++++ Source information
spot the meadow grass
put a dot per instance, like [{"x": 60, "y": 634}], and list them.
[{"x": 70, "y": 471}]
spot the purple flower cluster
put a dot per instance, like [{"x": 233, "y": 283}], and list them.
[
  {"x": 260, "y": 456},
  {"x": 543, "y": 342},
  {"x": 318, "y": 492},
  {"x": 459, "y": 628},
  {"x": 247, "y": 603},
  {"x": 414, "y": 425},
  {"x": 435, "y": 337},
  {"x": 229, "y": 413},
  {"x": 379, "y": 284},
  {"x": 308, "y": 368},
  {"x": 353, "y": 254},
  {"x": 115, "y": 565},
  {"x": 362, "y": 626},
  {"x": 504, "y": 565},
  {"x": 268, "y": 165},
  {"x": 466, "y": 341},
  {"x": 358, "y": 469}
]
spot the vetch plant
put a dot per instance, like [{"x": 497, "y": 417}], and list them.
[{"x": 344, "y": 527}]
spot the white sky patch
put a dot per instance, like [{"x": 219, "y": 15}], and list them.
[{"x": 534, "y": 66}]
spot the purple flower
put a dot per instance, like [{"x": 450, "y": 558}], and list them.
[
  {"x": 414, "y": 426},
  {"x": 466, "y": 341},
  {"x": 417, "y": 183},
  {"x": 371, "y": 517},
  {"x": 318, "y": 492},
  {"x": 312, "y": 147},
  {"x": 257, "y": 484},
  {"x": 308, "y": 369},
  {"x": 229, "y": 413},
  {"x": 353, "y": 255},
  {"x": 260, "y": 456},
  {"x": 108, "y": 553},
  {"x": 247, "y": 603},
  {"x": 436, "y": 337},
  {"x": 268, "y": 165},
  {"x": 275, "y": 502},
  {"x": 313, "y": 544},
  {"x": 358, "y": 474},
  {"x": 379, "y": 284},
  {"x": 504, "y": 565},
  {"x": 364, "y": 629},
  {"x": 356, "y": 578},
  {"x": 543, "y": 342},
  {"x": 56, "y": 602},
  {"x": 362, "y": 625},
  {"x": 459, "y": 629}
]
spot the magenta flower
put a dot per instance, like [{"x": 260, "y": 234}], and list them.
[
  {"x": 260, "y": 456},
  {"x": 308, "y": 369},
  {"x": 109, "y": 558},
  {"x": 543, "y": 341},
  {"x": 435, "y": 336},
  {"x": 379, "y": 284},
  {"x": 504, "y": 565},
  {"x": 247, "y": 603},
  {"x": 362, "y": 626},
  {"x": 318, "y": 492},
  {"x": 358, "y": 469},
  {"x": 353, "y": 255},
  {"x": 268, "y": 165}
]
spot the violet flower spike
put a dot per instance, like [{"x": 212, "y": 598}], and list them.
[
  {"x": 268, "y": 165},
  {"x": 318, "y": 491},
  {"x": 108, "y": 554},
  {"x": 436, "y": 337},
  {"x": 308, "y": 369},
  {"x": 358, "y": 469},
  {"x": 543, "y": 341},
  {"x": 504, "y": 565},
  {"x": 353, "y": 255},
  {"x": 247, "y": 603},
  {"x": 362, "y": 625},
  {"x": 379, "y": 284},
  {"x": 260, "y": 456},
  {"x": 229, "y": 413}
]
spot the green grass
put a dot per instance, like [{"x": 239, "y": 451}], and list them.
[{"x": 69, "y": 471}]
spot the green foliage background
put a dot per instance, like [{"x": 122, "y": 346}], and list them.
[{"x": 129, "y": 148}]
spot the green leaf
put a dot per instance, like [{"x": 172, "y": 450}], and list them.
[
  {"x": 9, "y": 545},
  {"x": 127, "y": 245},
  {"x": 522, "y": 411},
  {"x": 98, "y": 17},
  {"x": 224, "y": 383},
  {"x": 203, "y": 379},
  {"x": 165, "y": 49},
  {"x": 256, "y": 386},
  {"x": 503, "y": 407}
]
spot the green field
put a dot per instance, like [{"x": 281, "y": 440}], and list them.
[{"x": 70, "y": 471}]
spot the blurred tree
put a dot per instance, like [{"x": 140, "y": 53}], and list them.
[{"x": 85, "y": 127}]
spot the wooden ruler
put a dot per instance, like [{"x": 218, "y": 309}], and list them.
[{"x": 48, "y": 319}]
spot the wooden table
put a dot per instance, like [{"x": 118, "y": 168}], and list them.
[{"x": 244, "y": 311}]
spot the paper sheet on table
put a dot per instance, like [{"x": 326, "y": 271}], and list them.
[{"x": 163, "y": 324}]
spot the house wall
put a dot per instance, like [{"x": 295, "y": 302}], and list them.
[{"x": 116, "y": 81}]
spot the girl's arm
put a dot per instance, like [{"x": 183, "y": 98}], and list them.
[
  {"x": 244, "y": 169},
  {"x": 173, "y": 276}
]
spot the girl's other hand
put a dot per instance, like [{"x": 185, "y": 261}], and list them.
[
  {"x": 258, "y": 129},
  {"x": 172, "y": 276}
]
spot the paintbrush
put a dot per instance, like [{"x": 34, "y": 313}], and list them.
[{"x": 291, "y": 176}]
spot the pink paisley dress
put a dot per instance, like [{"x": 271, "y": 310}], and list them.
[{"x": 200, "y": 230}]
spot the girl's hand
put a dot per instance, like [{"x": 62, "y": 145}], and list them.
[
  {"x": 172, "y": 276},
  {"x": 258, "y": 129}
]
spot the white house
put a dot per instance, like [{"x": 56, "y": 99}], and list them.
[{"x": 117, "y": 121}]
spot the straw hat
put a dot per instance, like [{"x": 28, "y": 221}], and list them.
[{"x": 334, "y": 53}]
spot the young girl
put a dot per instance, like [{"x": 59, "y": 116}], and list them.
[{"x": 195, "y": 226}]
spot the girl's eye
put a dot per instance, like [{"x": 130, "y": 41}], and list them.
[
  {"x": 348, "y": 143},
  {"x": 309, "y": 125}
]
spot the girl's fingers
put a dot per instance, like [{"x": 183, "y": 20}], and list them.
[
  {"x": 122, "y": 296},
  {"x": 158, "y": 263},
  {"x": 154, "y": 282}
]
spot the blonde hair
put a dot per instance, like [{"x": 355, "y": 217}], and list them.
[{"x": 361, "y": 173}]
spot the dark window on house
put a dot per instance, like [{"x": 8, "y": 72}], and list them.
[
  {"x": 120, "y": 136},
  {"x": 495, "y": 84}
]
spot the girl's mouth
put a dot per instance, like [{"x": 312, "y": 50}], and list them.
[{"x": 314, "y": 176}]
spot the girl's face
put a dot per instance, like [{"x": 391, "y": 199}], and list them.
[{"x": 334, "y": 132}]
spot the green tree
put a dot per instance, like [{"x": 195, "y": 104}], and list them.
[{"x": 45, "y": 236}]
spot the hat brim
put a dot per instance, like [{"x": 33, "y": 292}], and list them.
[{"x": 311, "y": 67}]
++++++++
● Task details
Would you please give the data above again, exactly as it appears?

● Task result
spot the meadow grass
put a dot per instance, like [{"x": 60, "y": 634}], and list them.
[{"x": 70, "y": 471}]
spot the purple flower cluster
put a dot per instance, like [{"x": 233, "y": 283}], and list them.
[
  {"x": 260, "y": 456},
  {"x": 543, "y": 342},
  {"x": 318, "y": 492},
  {"x": 459, "y": 628},
  {"x": 247, "y": 603},
  {"x": 414, "y": 425},
  {"x": 435, "y": 337},
  {"x": 229, "y": 413},
  {"x": 379, "y": 284},
  {"x": 308, "y": 368},
  {"x": 353, "y": 254},
  {"x": 115, "y": 565},
  {"x": 362, "y": 626},
  {"x": 504, "y": 565},
  {"x": 268, "y": 165},
  {"x": 466, "y": 341},
  {"x": 358, "y": 469}
]
spot the vetch plant
put a dot per instance, like [{"x": 497, "y": 417}], and list them.
[{"x": 344, "y": 527}]
spot the white sky patch
put a dot per instance, like [{"x": 219, "y": 15}], and list them.
[{"x": 534, "y": 66}]
spot the purple flower
put a dot per instance, like [{"x": 450, "y": 558}], and list them.
[
  {"x": 414, "y": 426},
  {"x": 466, "y": 341},
  {"x": 417, "y": 183},
  {"x": 371, "y": 517},
  {"x": 318, "y": 492},
  {"x": 312, "y": 147},
  {"x": 257, "y": 484},
  {"x": 308, "y": 369},
  {"x": 229, "y": 413},
  {"x": 353, "y": 255},
  {"x": 260, "y": 456},
  {"x": 108, "y": 553},
  {"x": 247, "y": 603},
  {"x": 436, "y": 337},
  {"x": 268, "y": 165},
  {"x": 275, "y": 502},
  {"x": 313, "y": 544},
  {"x": 358, "y": 474},
  {"x": 379, "y": 284},
  {"x": 504, "y": 565},
  {"x": 364, "y": 629},
  {"x": 356, "y": 578},
  {"x": 543, "y": 342},
  {"x": 56, "y": 602},
  {"x": 362, "y": 625},
  {"x": 459, "y": 629}
]
spot the magenta flower
put a dot per instance, like [{"x": 260, "y": 234}], and list them.
[
  {"x": 260, "y": 456},
  {"x": 308, "y": 369},
  {"x": 109, "y": 558},
  {"x": 543, "y": 341},
  {"x": 435, "y": 336},
  {"x": 379, "y": 284},
  {"x": 504, "y": 565},
  {"x": 247, "y": 603},
  {"x": 362, "y": 626},
  {"x": 318, "y": 492},
  {"x": 358, "y": 469},
  {"x": 353, "y": 255},
  {"x": 268, "y": 165}
]
spot the violet flower spike
put a dot per instance, like [{"x": 212, "y": 598}], and list them.
[
  {"x": 268, "y": 165},
  {"x": 318, "y": 491},
  {"x": 108, "y": 554},
  {"x": 436, "y": 337},
  {"x": 308, "y": 369},
  {"x": 358, "y": 469},
  {"x": 543, "y": 341},
  {"x": 504, "y": 565},
  {"x": 353, "y": 255},
  {"x": 247, "y": 603},
  {"x": 362, "y": 625},
  {"x": 379, "y": 284},
  {"x": 260, "y": 456},
  {"x": 229, "y": 413}
]
spot the green grass
put a dot per instance, like [{"x": 239, "y": 451}], and list them.
[{"x": 69, "y": 471}]
spot the green foliage background
put a dot per instance, like [{"x": 122, "y": 346}], and list them.
[{"x": 129, "y": 148}]
spot the green leaf
put a dot per instance, like [{"x": 172, "y": 450}], and list them.
[
  {"x": 9, "y": 545},
  {"x": 127, "y": 245},
  {"x": 522, "y": 411},
  {"x": 98, "y": 17},
  {"x": 224, "y": 383},
  {"x": 203, "y": 379},
  {"x": 165, "y": 49},
  {"x": 256, "y": 386},
  {"x": 503, "y": 407}
]
spot the green field
put a dot per instance, like [{"x": 281, "y": 440}], and list them.
[{"x": 70, "y": 471}]
spot the blurred tree
put a dot per instance, like [{"x": 140, "y": 53}], and list them.
[{"x": 85, "y": 127}]
spot the wooden ruler
put a dot per instance, like [{"x": 218, "y": 309}], and list them.
[{"x": 48, "y": 319}]
spot the wooden table
put a dot per instance, like [{"x": 118, "y": 168}], and list them.
[{"x": 244, "y": 311}]
spot the paper sheet on table
put a dot per instance, like [{"x": 326, "y": 271}], and list them.
[{"x": 163, "y": 324}]
spot the house wall
put a dot per instance, like [{"x": 295, "y": 302}], and list them.
[{"x": 116, "y": 81}]
spot the girl's arm
put a dot per instance, like [{"x": 183, "y": 98}], and list them.
[
  {"x": 244, "y": 169},
  {"x": 173, "y": 276}
]
spot the girl's other hand
put a dot per instance, like [{"x": 185, "y": 261}], and list them.
[
  {"x": 258, "y": 129},
  {"x": 172, "y": 276}
]
spot the paintbrush
put a dot per instance, like [{"x": 34, "y": 313}], and list them.
[{"x": 291, "y": 176}]
spot the pink paisley dress
put a dot per instance, like [{"x": 271, "y": 310}], and list them.
[{"x": 200, "y": 230}]
spot the girl's hand
put a dot per instance, like [{"x": 62, "y": 145}], and list them.
[
  {"x": 172, "y": 276},
  {"x": 258, "y": 129}
]
spot the white house
put a dot per instance, like [{"x": 56, "y": 99}], and list them.
[{"x": 117, "y": 121}]
spot the straw hat
put a dot per instance, like [{"x": 28, "y": 221}], and list them.
[{"x": 334, "y": 53}]
spot the young girl
put a dot per instance, like [{"x": 59, "y": 116}], and list them.
[{"x": 195, "y": 226}]
spot the girl's eye
put a dot per instance, like [{"x": 130, "y": 41}], and list them.
[
  {"x": 348, "y": 143},
  {"x": 309, "y": 125}
]
spot the girl's fingers
put a dot per instance, like [{"x": 183, "y": 20}], and list them.
[
  {"x": 122, "y": 296},
  {"x": 158, "y": 263},
  {"x": 154, "y": 282}
]
spot the blonde hair
put a dot per instance, like [{"x": 355, "y": 217}], and list them.
[{"x": 361, "y": 173}]
spot the dark window on house
put a dot per instance, like [{"x": 8, "y": 72}], and list them.
[
  {"x": 120, "y": 136},
  {"x": 495, "y": 84}
]
spot the girl's mouth
put a dot per instance, like [{"x": 312, "y": 50}], and list them.
[{"x": 314, "y": 176}]
spot the girl's face
put a dot per instance, like [{"x": 391, "y": 199}], and list them.
[{"x": 334, "y": 132}]
spot the green tree
put a dot per instance, like [{"x": 195, "y": 104}], and list them.
[{"x": 45, "y": 236}]
spot the hat brim
put a dot per instance, like [{"x": 33, "y": 292}], and list them.
[{"x": 311, "y": 67}]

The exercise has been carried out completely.